Quoted passage:
▶

IJSRSET151563 | Received: 09 October 2015 | Accepted: 16 October 2015 | September-October 2015 [(1)5: 290-294]
© 2015 IJSRSET | Volume 1 | Issue 5 | Print ISSN : 2395-1990 | Online ISSN : 2394-4099
Themed Section: Engineering and Technology
290
Detecting Duplicate Records - A Case Study
T. Parimalam, R. Deepa, R. Nirmala Devi, P. Yamuna Devi
Department of Computer Science, Nandha Arts and Science College, Erode, Tamil Nadu, India
ABSTRACT
Databases play an important role in today's IT based economy. Many industries and systems depend on the accuracy
of databases to carry out operations. Therefore, the quality of the information stored in the databases, can have
significant cost implications to a system that relies on information to function and conduct business. Often, in the
real world, entities have two or more representations in databases. Duplicate detection is the process of identifying
multiple representations of same real world entities. The purpose of this paper is to provide a thorough study on
different methods used for detecting duplicate records. And also this paper discussed about the different duplication
detection tools in detail.
Keywords: Database, Duplicate Detection, Records
I. INTRODUCTION
Data quality has become a key issue in computer-based
management systems. Inadequate data causes serious
operational difficulties as well as direct financial losses.
Operational databases store information generated by
business transactions, and this information is used by
management to support business decisions. Data
accuracy assurance is vital, as data is the cornerstone of
a company’s business operations. In addition to serious
implications on decision making, the quality of the data
may affect customer satisfaction, resulting in
unnecessary and possibly high costs to repair damage
caused by low-quality data. In an ideal situation, each
data item should have a global or unique identifier,
allowing these records to be identified, linked, and
related across tables. Unfortunately, this is not the case
in real-life, complex databases. Many organizations have
multiple data collection systems (e.g. Oracle, legacy
systems), and these may differ not only in values or
identifiers, but also in format, structure, and schema of
databases. Additionally, data quality is affected by
human error, such as data entry errors, and lack of
constraints.
When data is entered manually or gathered from
different sources, whether from different systems or
different locations, duplicate records may result.
Describe duplicate records as “all cases of multiple
representations of same real-world objects, i.e.,
duplicates in a data source”. Heterogeneous data often
lacks a global identifier, or a primary key, which would
uniquely identify real-world objects.
II. METHODS AND MATERIAL
A. Data Preparation
Duplicate record detection is the process of identifying
different or multiple records that refer to one unique
real-world entity or object. Typically, the process of
duplicate detection is preceded by a data preparation
stage, during which data entries are stored in a uniform
manner in the database, resolving (at least partially) the
structural heterogeneity problem.
The data preparation stage includes the following steps.
i. Parsing
It locates, identifies and isolates individual data elements
in the source files. Parsing makes it easier to correct,

◀

Records supplied:
▶

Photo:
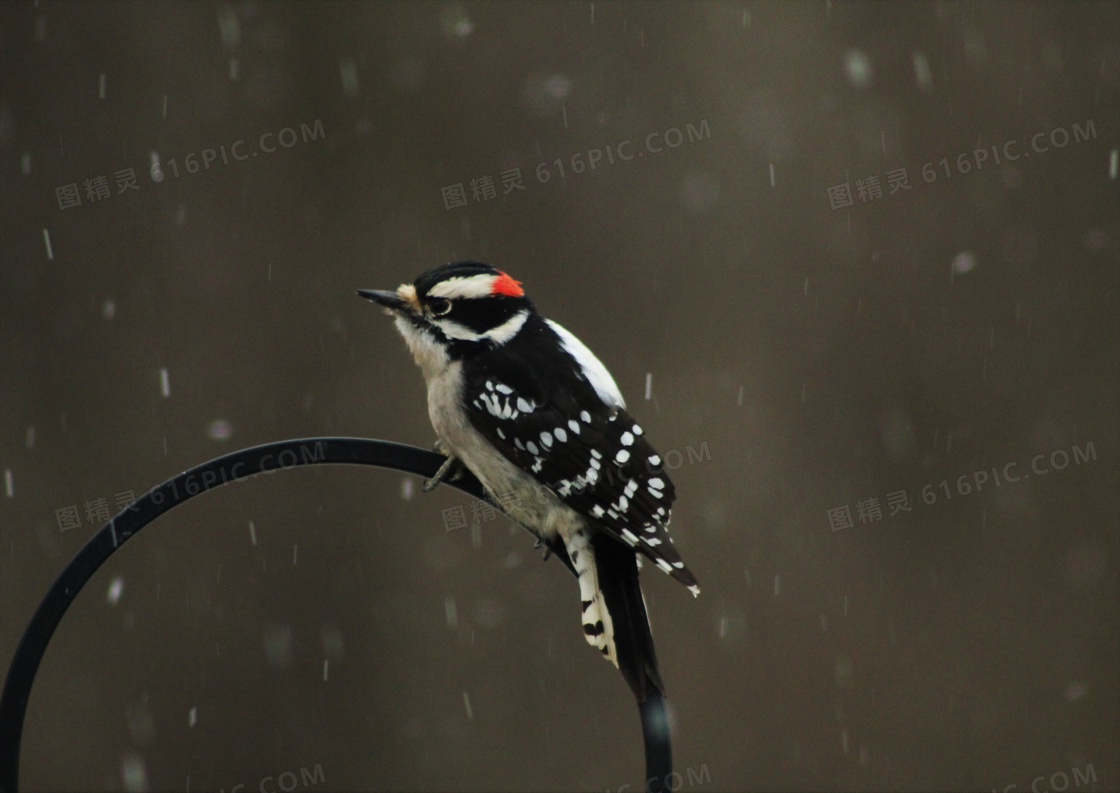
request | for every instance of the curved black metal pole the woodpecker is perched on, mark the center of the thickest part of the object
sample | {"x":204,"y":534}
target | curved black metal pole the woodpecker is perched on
{"x":238,"y":467}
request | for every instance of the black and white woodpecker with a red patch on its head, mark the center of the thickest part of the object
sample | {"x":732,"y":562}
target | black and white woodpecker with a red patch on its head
{"x":526,"y":407}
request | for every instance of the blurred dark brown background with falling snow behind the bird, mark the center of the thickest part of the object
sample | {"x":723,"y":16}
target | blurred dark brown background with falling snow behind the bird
{"x":811,"y":358}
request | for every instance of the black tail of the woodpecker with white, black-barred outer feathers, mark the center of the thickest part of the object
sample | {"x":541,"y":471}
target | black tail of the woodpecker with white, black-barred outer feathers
{"x":614,"y":615}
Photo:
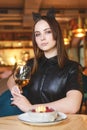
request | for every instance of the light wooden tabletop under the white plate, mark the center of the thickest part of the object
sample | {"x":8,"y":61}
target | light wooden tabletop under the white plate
{"x":73,"y":122}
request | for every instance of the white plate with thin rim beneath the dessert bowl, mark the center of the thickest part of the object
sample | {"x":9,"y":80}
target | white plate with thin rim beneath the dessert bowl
{"x":25,"y":119}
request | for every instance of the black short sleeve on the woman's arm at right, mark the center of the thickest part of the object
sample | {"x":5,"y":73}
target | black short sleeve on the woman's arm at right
{"x":75,"y":78}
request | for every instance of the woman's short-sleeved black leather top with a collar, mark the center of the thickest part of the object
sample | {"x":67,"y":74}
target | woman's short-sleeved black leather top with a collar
{"x":50,"y":83}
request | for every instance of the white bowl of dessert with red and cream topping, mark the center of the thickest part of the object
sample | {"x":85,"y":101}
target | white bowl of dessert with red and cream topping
{"x":42,"y":114}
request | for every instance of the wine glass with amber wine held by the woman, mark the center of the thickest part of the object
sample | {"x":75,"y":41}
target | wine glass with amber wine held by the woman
{"x":22,"y":74}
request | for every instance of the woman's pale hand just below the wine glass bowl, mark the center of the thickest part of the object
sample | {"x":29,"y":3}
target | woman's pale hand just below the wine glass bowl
{"x":19,"y":100}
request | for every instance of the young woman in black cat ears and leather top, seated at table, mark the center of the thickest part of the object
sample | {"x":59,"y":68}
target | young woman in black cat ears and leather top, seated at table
{"x":56,"y":81}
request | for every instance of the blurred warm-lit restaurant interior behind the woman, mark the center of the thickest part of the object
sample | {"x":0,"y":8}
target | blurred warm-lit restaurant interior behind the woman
{"x":16,"y":28}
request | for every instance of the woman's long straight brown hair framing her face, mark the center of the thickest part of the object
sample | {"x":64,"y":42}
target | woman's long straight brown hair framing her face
{"x":57,"y":35}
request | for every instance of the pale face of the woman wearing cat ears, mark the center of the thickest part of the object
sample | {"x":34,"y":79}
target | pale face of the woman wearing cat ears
{"x":44,"y":37}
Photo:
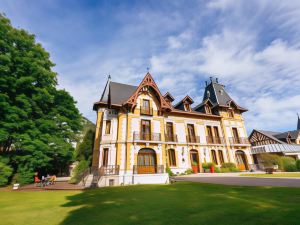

◀

Prompt 1:
Answer these from the paper on detecting duplicate records:
(a) How does the abstract define duplicate detection?
(b) What two examples of multiple data collection systems does the introduction give?
(c) What stage typically comes before the process of duplicate detection?
Prompt 2: Extract the passage of the paper on detecting duplicate records from "Describe duplicate records" to "structural heterogeneity problem.".

Your solution 1:
(a) The process of identifying multiple representations of same real world entities.
(b) Oracle and legacy systems.
(c) A data preparation stage.

Your solution 2:
Describe duplicate records as “all cases of multiple
representations of same real-world objects, i.e.,
duplicates in a data source”. Heterogeneous data often
lacks a global identifier, or a primary key, which would
uniquely identify real-world objects.
II. METHODS AND MATERIAL
A. Data Preparation
Duplicate record detection is the process of identifying
different or multiple records that refer to one unique
real-world entity or object. Typically, the process of
duplicate detection is preceded by a data preparation
stage, during which data entries are stored in a uniform
manner in the database, resolving (at least partially) the
structural heterogeneity problem.